Task statement - Copy every one of the items below word for word, line by line.

Task data -

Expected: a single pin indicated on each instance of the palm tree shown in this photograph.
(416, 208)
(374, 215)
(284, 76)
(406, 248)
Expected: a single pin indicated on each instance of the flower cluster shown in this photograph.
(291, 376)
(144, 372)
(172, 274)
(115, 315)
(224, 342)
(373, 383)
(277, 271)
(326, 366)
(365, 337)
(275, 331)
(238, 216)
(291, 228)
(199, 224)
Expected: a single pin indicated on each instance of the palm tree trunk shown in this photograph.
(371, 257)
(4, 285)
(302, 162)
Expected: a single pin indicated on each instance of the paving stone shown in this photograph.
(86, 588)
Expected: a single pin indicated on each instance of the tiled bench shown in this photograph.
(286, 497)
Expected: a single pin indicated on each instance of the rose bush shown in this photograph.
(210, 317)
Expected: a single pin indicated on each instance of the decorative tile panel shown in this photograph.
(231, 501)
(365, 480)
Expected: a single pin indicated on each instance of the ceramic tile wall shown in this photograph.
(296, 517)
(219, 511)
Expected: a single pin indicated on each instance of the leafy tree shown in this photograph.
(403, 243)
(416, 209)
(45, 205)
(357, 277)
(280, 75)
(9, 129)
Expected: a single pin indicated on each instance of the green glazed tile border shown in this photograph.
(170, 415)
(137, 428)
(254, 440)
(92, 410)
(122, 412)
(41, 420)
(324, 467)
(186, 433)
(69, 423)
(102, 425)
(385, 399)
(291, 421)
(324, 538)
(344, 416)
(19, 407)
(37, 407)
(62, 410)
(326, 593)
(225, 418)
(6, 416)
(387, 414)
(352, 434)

Solution to this exercise -
Expected: a single pin indicated on each instance of the palm tree shown in this photograph.
(416, 208)
(374, 215)
(284, 76)
(406, 248)
Expected: a single pin indicated on each instance of the flower cluster shown in this photograph.
(291, 376)
(144, 372)
(172, 274)
(115, 315)
(224, 342)
(373, 383)
(277, 271)
(326, 366)
(365, 337)
(275, 331)
(238, 216)
(291, 228)
(199, 224)
Expected: a single pin indicated on each instance of the palm tree trunk shown in this photograph.
(371, 257)
(4, 285)
(302, 162)
Expected: a single pin indicated on each instance of the paving stone shown in this photograph.
(86, 588)
Expected: a single pin indicated on each instance of the tiled bench shown in this photograph.
(286, 497)
Expected: a single pin indicated on each instance of the rose bush shown in this photograph.
(210, 317)
Expected: a single pin indicated on each instance of the decorative tile panel shown in this photograph.
(231, 501)
(365, 480)
Expected: a single pin indicated on each instance of the ceramic tile wall shown in this photograph.
(296, 517)
(219, 511)
Expected: a single pin indicated on each instance of the leafy tree shown in this photograph.
(403, 243)
(416, 209)
(45, 205)
(357, 277)
(280, 75)
(9, 129)
Expected: a single pin indicated on each instance of the green glazed tile border shown in this photograph.
(170, 415)
(137, 428)
(254, 440)
(92, 410)
(122, 412)
(41, 420)
(324, 467)
(186, 433)
(69, 423)
(102, 425)
(385, 399)
(291, 421)
(324, 538)
(344, 416)
(19, 407)
(37, 407)
(62, 410)
(326, 593)
(225, 418)
(6, 416)
(387, 414)
(352, 434)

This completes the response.